** DATA SECTION **
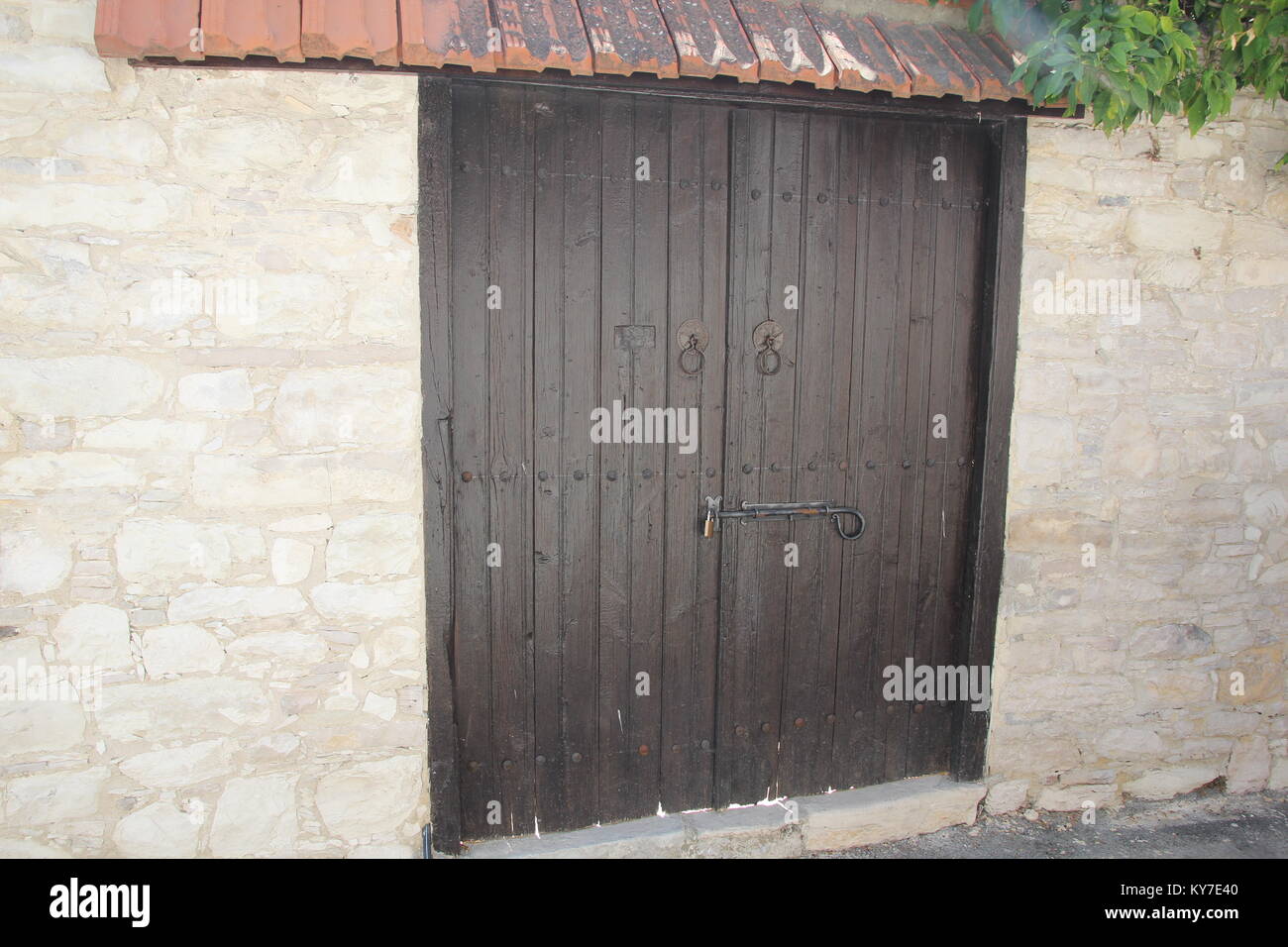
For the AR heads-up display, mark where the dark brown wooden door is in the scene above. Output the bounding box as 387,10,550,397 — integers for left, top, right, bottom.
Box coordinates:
--
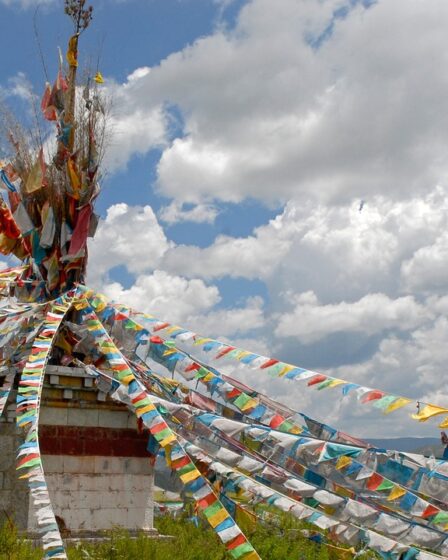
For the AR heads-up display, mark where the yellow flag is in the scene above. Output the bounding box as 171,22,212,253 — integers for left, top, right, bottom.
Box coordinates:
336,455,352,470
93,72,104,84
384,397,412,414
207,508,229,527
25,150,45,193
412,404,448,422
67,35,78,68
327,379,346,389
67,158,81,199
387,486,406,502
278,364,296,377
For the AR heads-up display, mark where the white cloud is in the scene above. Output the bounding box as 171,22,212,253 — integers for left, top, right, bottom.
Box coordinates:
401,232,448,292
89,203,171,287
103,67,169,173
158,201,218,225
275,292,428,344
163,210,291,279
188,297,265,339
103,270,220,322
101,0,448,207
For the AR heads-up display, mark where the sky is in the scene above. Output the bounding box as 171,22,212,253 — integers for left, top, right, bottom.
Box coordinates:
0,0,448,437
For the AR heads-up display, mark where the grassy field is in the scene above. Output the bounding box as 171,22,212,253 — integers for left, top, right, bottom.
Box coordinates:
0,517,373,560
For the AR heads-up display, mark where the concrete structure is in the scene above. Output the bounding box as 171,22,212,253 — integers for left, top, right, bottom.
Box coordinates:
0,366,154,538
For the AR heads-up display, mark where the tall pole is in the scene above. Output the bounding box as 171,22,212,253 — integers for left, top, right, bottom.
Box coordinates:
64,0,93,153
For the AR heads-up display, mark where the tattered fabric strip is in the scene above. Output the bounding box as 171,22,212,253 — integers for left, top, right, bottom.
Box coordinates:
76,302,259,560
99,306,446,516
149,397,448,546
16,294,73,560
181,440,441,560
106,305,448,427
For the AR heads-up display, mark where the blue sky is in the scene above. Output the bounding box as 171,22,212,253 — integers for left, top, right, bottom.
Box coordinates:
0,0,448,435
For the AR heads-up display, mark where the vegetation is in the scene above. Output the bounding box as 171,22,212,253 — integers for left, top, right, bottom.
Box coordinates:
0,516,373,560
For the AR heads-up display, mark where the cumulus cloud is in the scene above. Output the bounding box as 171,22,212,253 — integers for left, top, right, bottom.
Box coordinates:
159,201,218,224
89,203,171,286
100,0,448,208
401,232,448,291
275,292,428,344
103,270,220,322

** WHAT YOU HAVE TO DO **
Please gather every line in the entries above that contains the word "cloud".

** WRITTEN SOLUTION **
For the AR heads-up display, mark where the white cloud is in the scene above. Output the bounding box as 171,22,212,253 — integers for left, top, right, bottom.
For the AR heads-up display, mark where the cumulus cloud is in the scene above. Output the bounding box as 171,22,212,253 — integers for left, top, right, bottom.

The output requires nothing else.